-- STUDY MATERIAL follows --
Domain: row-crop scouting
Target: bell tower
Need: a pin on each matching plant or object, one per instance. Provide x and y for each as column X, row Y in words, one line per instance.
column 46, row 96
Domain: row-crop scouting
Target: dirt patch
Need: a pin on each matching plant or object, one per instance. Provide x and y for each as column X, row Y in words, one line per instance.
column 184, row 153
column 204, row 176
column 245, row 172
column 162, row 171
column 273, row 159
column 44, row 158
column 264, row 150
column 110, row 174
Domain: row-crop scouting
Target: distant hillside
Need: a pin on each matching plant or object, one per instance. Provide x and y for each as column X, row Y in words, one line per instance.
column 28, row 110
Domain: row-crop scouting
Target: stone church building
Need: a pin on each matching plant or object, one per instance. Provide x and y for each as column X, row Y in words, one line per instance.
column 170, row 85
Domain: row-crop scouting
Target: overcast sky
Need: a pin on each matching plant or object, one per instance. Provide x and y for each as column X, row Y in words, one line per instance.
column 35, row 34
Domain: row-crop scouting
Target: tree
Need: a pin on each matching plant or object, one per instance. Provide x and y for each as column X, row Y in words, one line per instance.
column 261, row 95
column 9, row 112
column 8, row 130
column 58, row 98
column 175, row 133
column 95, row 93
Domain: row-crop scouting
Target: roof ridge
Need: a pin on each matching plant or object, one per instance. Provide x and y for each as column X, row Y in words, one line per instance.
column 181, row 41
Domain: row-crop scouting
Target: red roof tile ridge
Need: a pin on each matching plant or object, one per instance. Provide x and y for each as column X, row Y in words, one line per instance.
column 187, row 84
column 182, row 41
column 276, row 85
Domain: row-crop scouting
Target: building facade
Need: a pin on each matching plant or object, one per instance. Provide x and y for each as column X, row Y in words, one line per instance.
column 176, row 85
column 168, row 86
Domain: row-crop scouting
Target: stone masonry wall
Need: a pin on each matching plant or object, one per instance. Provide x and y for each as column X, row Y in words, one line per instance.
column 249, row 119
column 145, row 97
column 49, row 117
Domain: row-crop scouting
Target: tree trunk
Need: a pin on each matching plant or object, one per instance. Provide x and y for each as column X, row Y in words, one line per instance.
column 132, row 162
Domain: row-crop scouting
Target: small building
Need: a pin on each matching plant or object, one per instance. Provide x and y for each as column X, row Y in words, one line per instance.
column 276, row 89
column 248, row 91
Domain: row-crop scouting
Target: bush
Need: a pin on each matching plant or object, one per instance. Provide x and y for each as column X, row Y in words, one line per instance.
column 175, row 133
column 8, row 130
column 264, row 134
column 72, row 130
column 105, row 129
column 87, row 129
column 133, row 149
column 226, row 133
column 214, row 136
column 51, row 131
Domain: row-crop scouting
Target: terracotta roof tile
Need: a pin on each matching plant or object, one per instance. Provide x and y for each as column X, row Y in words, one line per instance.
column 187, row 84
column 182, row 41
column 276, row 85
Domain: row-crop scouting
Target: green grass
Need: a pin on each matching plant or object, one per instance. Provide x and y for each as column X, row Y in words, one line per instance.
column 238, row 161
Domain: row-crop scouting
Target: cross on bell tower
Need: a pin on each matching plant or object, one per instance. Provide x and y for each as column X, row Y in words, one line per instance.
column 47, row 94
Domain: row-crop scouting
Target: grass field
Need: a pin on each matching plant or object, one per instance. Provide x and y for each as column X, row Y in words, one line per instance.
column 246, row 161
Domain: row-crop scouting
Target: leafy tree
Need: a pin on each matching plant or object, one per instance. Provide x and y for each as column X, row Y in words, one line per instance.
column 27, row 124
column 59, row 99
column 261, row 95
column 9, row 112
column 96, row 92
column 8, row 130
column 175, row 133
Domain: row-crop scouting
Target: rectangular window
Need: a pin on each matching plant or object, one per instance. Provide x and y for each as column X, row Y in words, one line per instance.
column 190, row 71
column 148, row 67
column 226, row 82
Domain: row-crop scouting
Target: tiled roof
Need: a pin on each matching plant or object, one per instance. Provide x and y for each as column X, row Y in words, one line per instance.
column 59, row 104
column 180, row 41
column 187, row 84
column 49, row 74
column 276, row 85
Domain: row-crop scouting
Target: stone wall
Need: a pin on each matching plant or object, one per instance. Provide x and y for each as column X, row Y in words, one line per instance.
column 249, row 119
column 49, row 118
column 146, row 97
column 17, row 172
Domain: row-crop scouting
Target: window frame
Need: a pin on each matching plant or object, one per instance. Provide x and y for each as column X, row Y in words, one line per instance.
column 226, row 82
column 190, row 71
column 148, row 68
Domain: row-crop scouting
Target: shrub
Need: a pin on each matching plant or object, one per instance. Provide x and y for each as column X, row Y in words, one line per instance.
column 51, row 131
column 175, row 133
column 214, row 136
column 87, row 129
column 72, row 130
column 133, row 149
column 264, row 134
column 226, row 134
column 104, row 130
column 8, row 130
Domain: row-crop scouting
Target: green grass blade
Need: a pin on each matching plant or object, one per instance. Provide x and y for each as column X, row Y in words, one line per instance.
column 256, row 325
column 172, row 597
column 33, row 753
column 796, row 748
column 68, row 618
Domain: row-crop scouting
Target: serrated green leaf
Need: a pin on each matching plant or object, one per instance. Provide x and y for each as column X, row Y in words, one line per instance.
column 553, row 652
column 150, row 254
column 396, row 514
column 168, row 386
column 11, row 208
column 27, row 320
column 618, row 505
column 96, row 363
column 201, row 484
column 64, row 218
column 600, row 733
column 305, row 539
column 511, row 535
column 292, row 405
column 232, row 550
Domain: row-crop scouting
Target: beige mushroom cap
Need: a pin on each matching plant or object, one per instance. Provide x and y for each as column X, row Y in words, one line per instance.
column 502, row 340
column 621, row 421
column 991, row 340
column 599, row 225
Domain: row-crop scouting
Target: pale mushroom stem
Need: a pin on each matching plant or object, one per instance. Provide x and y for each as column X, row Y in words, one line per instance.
-- STUDY MATERIAL concluded --
TASK: Extract every line above exactly as it stands.

WRITTEN REPLY:
Domain: row-crop scouting
Target: bell tower
Need: a pin on each matching plant or object, one per instance. Provide x and y for each as column X, row Y in words, one line per instance.
column 46, row 96
Domain: row-crop scouting
Target: dirt patch
Need: a pin on each matching plant or object, one per instance. Provide x and y for each as column X, row Y in words, one line per instance.
column 184, row 153
column 204, row 176
column 245, row 172
column 162, row 171
column 273, row 159
column 44, row 158
column 264, row 150
column 110, row 174
Domain: row-crop scouting
Target: distant hillside
Need: a pin on each matching plant or object, one per instance. Provide x and y for each as column X, row Y in words, one line per instance.
column 28, row 110
Domain: row-crop scouting
Target: stone church building
Need: a pin on each matching plant or object, one per instance. Provide x and y for each as column X, row Y in words, one line per instance.
column 170, row 85
Domain: row-crop scouting
Target: overcast sky
Need: a pin on each matching plant or object, one per instance. Provide x and y for each as column X, row Y in words, one line per instance.
column 35, row 34
Domain: row-crop scouting
Target: tree
Need: a pin on each matching plant or object, one per instance. Provide x and y for each as column X, row Y in words, one line per instance.
column 261, row 95
column 9, row 112
column 8, row 130
column 58, row 98
column 175, row 133
column 95, row 93
Domain: row-crop scouting
Target: roof ridge
Need: a pin on each matching plant or object, one per instance. Provide x and y for each as column X, row Y in words, one line per instance.
column 181, row 41
Domain: row-crop scouting
Target: red roof tile ridge
Need: a pin on each matching plant or object, one per instance. Provide x and y for each as column X, row Y in words, one line per instance.
column 187, row 84
column 182, row 41
column 276, row 85
Domain: row-crop scouting
Target: building facade
Need: a pin on each matching plant or object, one per instance. Provide x and y for each as column X, row Y in words, one line per instance.
column 176, row 85
column 168, row 86
Domain: row-crop scouting
Target: stone masonry wall
Need: a pin on each matching plant or object, one per instance. Provide x and y for each as column X, row Y in words, one line per instance.
column 249, row 119
column 145, row 97
column 49, row 117
Domain: row-crop scouting
Target: tree trunk
Need: a pin on each matching plant or object, one per instance. Provide x and y for each as column X, row Y in words, one line per instance.
column 132, row 162
Domain: row-crop scouting
Target: small building
Need: a pin on each matching plant or object, one per instance. Provide x and y for each as column X, row Y in words, one line per instance.
column 276, row 89
column 248, row 91
Domain: row-crop scouting
Target: bush
Need: a pin on each matching plant or object, one per instance. Provide x and y for each as column X, row Y in words, one line per instance.
column 175, row 133
column 8, row 130
column 264, row 134
column 72, row 130
column 105, row 129
column 87, row 129
column 133, row 149
column 226, row 133
column 214, row 136
column 51, row 131
Domain: row-crop scouting
Target: terracotta roof tile
Need: a pin on each matching plant or object, one per instance. Provide x and y for each as column X, row Y in words, one line per instance.
column 187, row 84
column 182, row 41
column 276, row 85
Domain: row-crop scouting
Target: green grass
Need: a pin on each matching plant or object, one per instance. Provide x and y for each as column X, row Y in words, one line per instance.
column 238, row 161
Domain: row-crop scouting
Target: cross on bell tower
Need: a pin on each matching plant or object, one per instance. Provide x and y for each as column X, row Y in words, one line per instance.
column 47, row 94
Domain: row-crop scouting
Target: grass field
Need: a pin on each matching plant or object, one per instance. Provide x and y for each as column X, row Y in words, one line per instance.
column 246, row 161
Domain: row-crop scouting
Target: leafy tree
Need: a pin on each matching plant or object, one per instance. Provide x and y for each as column X, row Y in words, one line per instance.
column 27, row 124
column 59, row 99
column 261, row 95
column 9, row 112
column 96, row 92
column 8, row 130
column 175, row 133
Domain: row-crop scouting
Target: rectangular window
Need: a pin on each matching plant or object, one per instance. Provide x and y for each as column X, row Y in words, one line per instance.
column 190, row 71
column 148, row 67
column 226, row 82
Domain: row-crop scouting
Target: tiled roof
Need: a pin on each matching plant or object, one per instance. Provide x and y for each as column X, row Y in words, one line per instance.
column 59, row 104
column 180, row 41
column 187, row 84
column 49, row 74
column 276, row 85
Domain: row-crop scouting
Target: stone wall
Need: a pin on each matching plant or object, one per instance. Provide x and y for each as column X, row Y in words, one line per instance.
column 249, row 119
column 49, row 118
column 146, row 97
column 17, row 172
Domain: row-crop scouting
Target: window frame
Need: a pin on each matching plant or object, one per instance. Provide x and y for each as column X, row Y in words, one line per instance.
column 226, row 82
column 190, row 71
column 148, row 68
Domain: row-crop scouting
Target: shrub
Need: a pin on each matching plant or object, one per instance. Provide x and y for each as column X, row Y in words, one line per instance.
column 51, row 131
column 175, row 133
column 214, row 136
column 87, row 129
column 72, row 130
column 133, row 149
column 264, row 134
column 226, row 134
column 104, row 130
column 8, row 130
Domain: row-crop scouting
Target: green grass blade
Need: a pin on each matching plant or object, one per instance. Provide x and y for each as column X, row Y in words, one line per instance.
column 256, row 325
column 172, row 597
column 33, row 753
column 796, row 748
column 68, row 618
Domain: row-crop scouting
Target: serrated green leaf
Need: a pin on each matching plant or object, one per instance. Provide x and y for each as column X, row Y in words, one line per instance.
column 553, row 652
column 150, row 254
column 396, row 514
column 168, row 386
column 11, row 208
column 27, row 320
column 618, row 505
column 96, row 363
column 201, row 484
column 64, row 218
column 600, row 733
column 305, row 539
column 511, row 535
column 292, row 405
column 232, row 550
Domain: row-crop scouting
Target: beige mushroom cap
Need: a pin on each matching plant or object, one per instance. Provide x and y for each as column X, row Y in words, one line per instance.
column 502, row 340
column 621, row 421
column 991, row 340
column 599, row 225
Domain: row-crop scouting
Target: pale mushroom stem
Need: a pin on each matching plant or object, one per instance. Provide x and y for each as column X, row Y in words, one line per instance.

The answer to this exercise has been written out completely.